= Supplied text =
--*--

The paper titled "Channeling Fisher: Randomization Tests and the Statistical Insignificance of Seemingly Significant Experimental Results" (.htm) is currently the most cited 2019 article in the Quarterly Journal of Economics (372 Google cites). It delivers bad news to economists running experiments: their p-values are wrong. To get correct p-values, the article explains, they need to run, instead of regressions, something called "randomization tests" (I briefly describe randomization tests in the next subsection). For example, the QJE article reads:
"[the results] show the clear advantages of randomization inference . . . [it] is superior to all other methods" (p.585).
In this post I show that this conclusion only holds when relying on an unfortunate default setting in Stata. In contrast, when regression results are computed using the default setting in R [1], a setting that's also available in Stata, a setting shown over 20 years ago to be more appropriate than the one used by Stata (Long & Ervin 2000 .htm), the supposed superiority of the randomization test goes away.
Randomization is not superior, Stata's default is inferior.
In what follows I briefly explain randomization tests, then briefly explain the need for robust standard errors. Then I describe my re-analysis of the QJE paper.
All scripts and files for this post are available from https://researchbox.org/431
Randomization Tests
Randomization tests are often attributed to Ronald Fisher, which is why the QJE paper's title begins with "Channeling Fisher", but this footnote explains why that may not be quite right [2].
Let's get a sense of how randomization tests work.
Say that in an experiment, participants are put in a happy vs sad mood and then they go shopping. Happy participants spend $1.20 more on average. To compute a p-value for this mean difference we could use a t-test, but we could also use a randomization test. For the latter, you randomly shuffle the condition column (Happy vs. Sad); see the gray columns in the table on the right above. A datapoint from a participant in the happy condition can be re-labeled as sad, or stay happy, at random. You then compute the mean difference between the shuffled "happy" vs "sad" conditions. For example, the first shuffle leads "happy" and "sad" participants to, coincidentally, have means of $3.10, for a mean difference of $0. You repeat this shuffling process, say, 10,000 times. You then ask: what % of the 10,000 shuffled datasets obtained a mean difference of $1.20 or more? That's your randomization test p-value [3].
Robust Standard Errors
Many readers know that "heteroskedasticity" describes something that can go wrong with a regression. In a nutshell, the problem is that the regression formulas assume that all observations are equally noisy, but in some situations some observations can be systematically noisier than others, creating a problem. To intuitively think of heteroskedasticity let's think about wine and academics. When professors buy a bottle of wine, sometimes they spend a lot, and sometimes they spend little. When PhD students buy a bottle of wine, they always spend little. Professors' wine spending is thus systematically noisier than student wine spending. So wine spending is heteroskedastic.
With heteroskedasticity, regression standard errors tend to be wrong, and thus p-values tend to be wrong.
The solution to incorrectly assuming all observations are equally noisy is to not assume that all observations are equally noisy, and to instead estimate how noisy each observation is. This is done by calculating robust standard errors, which are robust to heteroskedasticity.
Robust standard errors were developed surprisingly late in the history of statistics. White (1980) had the first major insight, and then MacKinnon & White (1985) developed what are today's most popular approaches to computing robust standard errors (See MacKinnon's (2013) review of the first 30 years of robust & clustered SE).

--*--

= Supplied material =
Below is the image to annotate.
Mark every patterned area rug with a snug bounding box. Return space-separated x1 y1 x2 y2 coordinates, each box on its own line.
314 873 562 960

--*--

= Required tasks =
1/ Reproduce verbatim the stretch of the post on randomization tests from "Randomization is not" through "randomization tests work.".
2/ Check whether each statement agrees with the post on randomization tests, answering yes or no and quoting the words of the post that decide it: (a) The QJE paper is currently the most cited 2019 article in that journal. (b) In the mood example, sad participants spend $1.20 more on average. (c) White (1980) developed today's most popular approaches to computing robust standard errors.
3/ Carry the post on randomization tests forward from its final sentence.
The data shown here were taken from another source.

= Per-task answers =
1/
Randomization is not superior, Stata's default is inferior.
In what follows I briefly explain randomization tests, then briefly explain the need for robust standard errors. Then I describe my re-analysis of the QJE paper.
All scripts and files for this post are available from https://researchbox.org/431
Randomization Tests
Randomization tests are often attributed to Ronald Fisher, which is why the QJE paper's title begins with "Channeling Fisher", but this footnote explains why that may not be quite right [2].
Let's get a sense of how randomization tests work.

2/
(a) Yes: "is currently the most cited 2019 article in the Quarterly Journal of Economics"
(b) No: "Happy participants spend $1.20 more on average."
(c) No: "MacKinnon & White (1985) developed what are today's most popular approaches to computing robust standard errors"

3/
Note: the previous paragraph was added two weeks after this post was first published (also switching STATA->Stata). See the original version (.htm).
In any case, there are now five main ways to compute robust standard errors.
Stata has a default way, and it is not the best way.
In other words, when in Stata you run: reg y x, robust you are not actually getting the most robust results available. Instead, you are doing something we have known to be not quite good enough since the first George W Bush administration (the in-hindsight good old days).
The five approaches for computing robust standard errors are unhelpfully referred to as HC0, HC1, HC2, HC3, and HC4. Stata's default is HC1. That is the procedure the QJE article used to conclude regression results are inferior to randomization tests, but HC1 is known to perform poorly with 'small' samples. Long & Ervin 2000 unambiguously write "When N<250 . . . HC3 should be used". A third of the simulations in the QJE paper have N=20, another third N=200.
So, the relevant question to ask during the (first) Biden administration is whether randomization is better than HC3 (Narrator: it is not).
Re-doing the simulations in the QJE paper
The QJE paper compares the performance of robust standard errors (HC1, i.e., Stata's default) with randomization tests for a variety of scenarios (involving various degrees of heteroskedasticity), by computing false-positive rates, that is, computing how often p<.05 is observed when the null is true [4]. The paper reports that regression results have false-positive rates that are too high, rejecting the null up to 21% of the time instead of the nominal 5%, while the randomization tests perform much better.
I think that the simulated scenarios in the QJE paper are too extremely heteroskedastic, making Stata's default look worse than it probably performs on real data, but I wanted to rely on the same scenarios to make it easy to compare my results with those in the QJE paper. Plus, I don't really know how much heteroskedasticity to expect in the real world.
I began by successfully reproducing in R the reported simulation results (Table III of the QJE paper). Because I am focusing on the subset of scenarios for which regressions had an inflated false-positive rate (>6.5%), I made an annotated version of that Table III, that makes it clear which results I am reproducing. Most readers do not need to see it, but you can if you want After reproducing the published results, I re-ran the analyses using robuster standard errors (HC3). The differences between blue and red bars reproduce the QJE results: Stata's default is worse than randomization. This wraps up the point about randomization tests. The QJE paper also re-analyzes data from 53 economics experiments and concludes "one of the central characteristics of my sample [of economics experiments] is its remarkable sensitivity to outliers" (p.566), adding "With the removal of just one observation, 35% of .01-significant reported results in the average paper can be rendered insignificant at that level." (p.567). I didn't have intuitions as to whether these numbers were actually troubling, so I looked into it. I don't think they are actually troubling. That proportion, 35%, is in the ballpark of what to expect when there are zero outliers. I wrote about this, but then after discovering the HC1 vs HC3 thing, worried it is too niche and makes the post too long, so I hid it behind the button below.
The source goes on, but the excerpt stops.